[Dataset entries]
= = = = = = =

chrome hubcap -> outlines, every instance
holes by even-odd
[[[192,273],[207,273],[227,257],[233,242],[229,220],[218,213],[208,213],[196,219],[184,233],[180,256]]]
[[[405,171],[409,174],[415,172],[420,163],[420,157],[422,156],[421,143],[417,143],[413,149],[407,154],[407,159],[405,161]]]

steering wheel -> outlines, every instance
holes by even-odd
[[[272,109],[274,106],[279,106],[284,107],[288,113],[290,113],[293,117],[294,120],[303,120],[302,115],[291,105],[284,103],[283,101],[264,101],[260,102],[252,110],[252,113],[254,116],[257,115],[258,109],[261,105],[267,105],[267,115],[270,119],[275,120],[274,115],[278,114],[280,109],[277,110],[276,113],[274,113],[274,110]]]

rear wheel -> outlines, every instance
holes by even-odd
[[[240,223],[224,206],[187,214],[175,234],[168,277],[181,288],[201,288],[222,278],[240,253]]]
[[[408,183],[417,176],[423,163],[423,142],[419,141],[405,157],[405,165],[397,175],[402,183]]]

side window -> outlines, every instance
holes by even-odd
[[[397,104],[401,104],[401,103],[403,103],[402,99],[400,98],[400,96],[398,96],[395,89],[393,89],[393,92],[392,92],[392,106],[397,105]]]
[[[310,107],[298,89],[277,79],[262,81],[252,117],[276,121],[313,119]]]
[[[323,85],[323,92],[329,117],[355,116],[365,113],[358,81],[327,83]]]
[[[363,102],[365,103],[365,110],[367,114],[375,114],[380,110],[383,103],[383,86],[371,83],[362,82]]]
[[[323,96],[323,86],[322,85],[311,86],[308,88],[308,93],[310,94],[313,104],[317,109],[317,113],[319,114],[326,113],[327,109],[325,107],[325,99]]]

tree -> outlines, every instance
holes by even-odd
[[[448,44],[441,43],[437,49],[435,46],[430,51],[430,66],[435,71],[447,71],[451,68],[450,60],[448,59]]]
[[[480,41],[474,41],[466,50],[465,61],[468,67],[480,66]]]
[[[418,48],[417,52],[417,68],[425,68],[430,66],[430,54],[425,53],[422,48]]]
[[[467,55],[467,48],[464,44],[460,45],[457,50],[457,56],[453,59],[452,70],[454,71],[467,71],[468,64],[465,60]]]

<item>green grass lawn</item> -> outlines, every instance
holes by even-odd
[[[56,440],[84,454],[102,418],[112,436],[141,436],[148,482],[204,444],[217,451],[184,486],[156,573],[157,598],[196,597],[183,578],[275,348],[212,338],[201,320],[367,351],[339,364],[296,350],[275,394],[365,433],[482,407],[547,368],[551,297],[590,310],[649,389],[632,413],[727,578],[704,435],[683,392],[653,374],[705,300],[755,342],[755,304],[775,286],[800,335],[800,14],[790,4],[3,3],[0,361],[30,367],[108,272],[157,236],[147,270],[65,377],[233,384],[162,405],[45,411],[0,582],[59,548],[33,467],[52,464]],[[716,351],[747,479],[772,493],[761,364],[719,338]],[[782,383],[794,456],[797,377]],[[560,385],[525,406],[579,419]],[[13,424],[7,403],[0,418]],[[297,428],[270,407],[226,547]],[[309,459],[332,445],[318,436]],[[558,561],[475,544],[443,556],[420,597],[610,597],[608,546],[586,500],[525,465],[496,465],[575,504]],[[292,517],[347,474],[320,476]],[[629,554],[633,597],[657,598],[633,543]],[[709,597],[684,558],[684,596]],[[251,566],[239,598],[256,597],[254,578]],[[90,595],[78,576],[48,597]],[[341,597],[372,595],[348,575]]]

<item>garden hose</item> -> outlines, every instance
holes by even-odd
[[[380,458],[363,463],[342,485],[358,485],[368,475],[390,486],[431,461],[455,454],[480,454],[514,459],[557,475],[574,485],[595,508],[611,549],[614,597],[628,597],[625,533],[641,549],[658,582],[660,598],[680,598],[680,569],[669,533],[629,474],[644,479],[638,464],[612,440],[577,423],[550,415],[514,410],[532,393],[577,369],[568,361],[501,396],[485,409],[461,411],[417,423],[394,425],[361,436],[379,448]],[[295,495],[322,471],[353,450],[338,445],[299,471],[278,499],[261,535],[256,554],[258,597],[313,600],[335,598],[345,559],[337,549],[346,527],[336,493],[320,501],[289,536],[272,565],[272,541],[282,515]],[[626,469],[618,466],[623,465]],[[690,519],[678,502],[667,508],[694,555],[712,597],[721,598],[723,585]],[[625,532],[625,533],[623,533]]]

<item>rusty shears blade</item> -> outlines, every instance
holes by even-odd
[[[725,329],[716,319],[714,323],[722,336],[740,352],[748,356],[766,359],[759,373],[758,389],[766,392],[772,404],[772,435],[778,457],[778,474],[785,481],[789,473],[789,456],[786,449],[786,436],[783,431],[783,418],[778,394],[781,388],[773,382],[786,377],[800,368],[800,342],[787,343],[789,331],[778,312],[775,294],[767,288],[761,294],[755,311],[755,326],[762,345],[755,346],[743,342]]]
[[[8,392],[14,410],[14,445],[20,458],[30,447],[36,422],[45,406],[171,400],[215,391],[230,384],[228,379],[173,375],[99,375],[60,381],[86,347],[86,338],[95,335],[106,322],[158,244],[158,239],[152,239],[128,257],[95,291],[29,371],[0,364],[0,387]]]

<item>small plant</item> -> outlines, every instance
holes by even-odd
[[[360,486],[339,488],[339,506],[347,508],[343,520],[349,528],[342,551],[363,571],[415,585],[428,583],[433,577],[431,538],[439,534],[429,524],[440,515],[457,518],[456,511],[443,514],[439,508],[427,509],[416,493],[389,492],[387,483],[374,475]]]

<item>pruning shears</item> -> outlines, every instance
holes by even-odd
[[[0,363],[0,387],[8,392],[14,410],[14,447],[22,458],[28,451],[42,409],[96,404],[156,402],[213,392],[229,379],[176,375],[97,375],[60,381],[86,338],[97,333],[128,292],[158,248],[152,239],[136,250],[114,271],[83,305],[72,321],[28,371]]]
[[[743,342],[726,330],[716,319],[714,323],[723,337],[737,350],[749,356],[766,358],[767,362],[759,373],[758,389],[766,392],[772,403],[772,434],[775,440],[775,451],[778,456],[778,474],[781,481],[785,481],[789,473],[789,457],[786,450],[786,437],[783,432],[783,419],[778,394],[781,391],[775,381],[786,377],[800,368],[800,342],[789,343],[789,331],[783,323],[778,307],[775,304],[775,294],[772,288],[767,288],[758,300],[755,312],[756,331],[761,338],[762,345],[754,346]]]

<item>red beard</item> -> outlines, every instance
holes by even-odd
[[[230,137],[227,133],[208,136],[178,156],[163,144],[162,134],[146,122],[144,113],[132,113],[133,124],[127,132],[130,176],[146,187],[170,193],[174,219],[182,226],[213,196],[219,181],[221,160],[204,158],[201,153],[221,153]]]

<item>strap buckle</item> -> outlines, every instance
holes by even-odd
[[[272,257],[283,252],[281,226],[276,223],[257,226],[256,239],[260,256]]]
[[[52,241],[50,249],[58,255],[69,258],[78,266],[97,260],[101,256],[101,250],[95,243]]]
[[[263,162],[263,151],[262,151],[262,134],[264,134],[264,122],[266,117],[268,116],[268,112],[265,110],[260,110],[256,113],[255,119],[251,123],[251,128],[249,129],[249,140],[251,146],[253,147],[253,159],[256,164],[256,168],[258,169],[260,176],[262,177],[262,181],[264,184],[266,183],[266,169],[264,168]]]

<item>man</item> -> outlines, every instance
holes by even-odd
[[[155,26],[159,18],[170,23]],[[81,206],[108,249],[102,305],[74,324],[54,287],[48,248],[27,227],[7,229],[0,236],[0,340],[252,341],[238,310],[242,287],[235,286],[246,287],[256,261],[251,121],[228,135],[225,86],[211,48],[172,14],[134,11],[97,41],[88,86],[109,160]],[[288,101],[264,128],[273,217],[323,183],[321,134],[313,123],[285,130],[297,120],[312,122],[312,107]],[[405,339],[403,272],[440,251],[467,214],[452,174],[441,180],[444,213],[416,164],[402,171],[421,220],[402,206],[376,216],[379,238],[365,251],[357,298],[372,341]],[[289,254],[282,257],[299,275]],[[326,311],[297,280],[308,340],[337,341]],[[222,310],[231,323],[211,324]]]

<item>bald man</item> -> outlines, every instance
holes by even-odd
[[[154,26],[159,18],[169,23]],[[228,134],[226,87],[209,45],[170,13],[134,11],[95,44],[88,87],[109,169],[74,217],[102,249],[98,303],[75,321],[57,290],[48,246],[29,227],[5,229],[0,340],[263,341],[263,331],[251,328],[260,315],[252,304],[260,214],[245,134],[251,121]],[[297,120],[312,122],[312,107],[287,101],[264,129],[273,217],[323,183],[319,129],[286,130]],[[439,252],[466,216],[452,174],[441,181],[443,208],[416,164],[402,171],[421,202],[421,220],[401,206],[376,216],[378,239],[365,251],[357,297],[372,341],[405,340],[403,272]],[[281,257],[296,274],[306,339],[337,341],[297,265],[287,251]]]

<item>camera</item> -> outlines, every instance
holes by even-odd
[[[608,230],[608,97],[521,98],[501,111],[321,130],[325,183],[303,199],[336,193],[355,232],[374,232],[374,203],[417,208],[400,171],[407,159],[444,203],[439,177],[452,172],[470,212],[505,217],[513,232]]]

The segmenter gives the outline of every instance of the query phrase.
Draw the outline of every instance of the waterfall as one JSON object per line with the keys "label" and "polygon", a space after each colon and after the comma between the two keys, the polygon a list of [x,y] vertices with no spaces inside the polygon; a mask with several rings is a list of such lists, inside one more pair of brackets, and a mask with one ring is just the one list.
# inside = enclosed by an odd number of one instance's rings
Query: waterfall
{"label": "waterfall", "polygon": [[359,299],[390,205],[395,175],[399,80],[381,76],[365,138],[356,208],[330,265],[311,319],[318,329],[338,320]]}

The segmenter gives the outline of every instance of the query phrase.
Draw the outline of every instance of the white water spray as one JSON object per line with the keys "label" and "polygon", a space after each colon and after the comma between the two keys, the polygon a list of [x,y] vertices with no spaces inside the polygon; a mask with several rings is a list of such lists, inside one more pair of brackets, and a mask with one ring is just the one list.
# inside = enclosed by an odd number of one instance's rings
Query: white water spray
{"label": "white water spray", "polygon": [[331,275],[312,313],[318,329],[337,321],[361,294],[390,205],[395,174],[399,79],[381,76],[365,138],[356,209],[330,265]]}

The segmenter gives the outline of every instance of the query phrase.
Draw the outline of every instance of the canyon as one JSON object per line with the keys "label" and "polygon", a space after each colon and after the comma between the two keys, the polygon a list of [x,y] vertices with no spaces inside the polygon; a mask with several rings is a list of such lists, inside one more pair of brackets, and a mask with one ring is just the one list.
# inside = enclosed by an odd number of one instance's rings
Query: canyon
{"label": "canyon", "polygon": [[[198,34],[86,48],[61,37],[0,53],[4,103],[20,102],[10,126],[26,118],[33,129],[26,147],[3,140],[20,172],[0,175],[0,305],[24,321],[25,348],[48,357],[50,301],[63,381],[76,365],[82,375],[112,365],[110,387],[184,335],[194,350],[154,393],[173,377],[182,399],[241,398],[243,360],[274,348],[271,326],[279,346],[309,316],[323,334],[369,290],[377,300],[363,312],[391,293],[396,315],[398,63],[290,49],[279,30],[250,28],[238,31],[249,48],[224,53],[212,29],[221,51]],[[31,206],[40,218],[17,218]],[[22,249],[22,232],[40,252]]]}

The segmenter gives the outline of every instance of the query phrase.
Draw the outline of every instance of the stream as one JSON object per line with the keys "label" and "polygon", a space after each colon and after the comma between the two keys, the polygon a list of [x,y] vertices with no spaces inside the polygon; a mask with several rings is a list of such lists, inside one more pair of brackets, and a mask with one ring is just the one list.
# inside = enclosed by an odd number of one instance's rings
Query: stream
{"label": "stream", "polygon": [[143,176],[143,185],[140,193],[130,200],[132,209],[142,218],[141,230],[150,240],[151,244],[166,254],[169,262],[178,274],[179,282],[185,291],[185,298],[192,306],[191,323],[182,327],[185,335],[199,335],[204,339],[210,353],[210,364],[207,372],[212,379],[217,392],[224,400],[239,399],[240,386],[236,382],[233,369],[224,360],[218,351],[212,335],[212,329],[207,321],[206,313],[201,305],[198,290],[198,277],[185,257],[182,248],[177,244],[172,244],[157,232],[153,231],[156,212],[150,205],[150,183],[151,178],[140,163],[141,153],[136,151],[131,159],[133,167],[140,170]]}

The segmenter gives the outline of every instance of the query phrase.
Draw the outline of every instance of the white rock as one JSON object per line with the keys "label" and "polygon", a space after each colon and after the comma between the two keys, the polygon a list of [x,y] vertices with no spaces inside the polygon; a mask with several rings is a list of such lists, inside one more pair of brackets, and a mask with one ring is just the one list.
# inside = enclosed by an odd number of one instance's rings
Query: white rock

= = = = = = =

WHAT THE TASK ASKS:
Would you give the number of lines of the data that include the string "rock"? Nothing else is wanted.

TASK RESULT:
2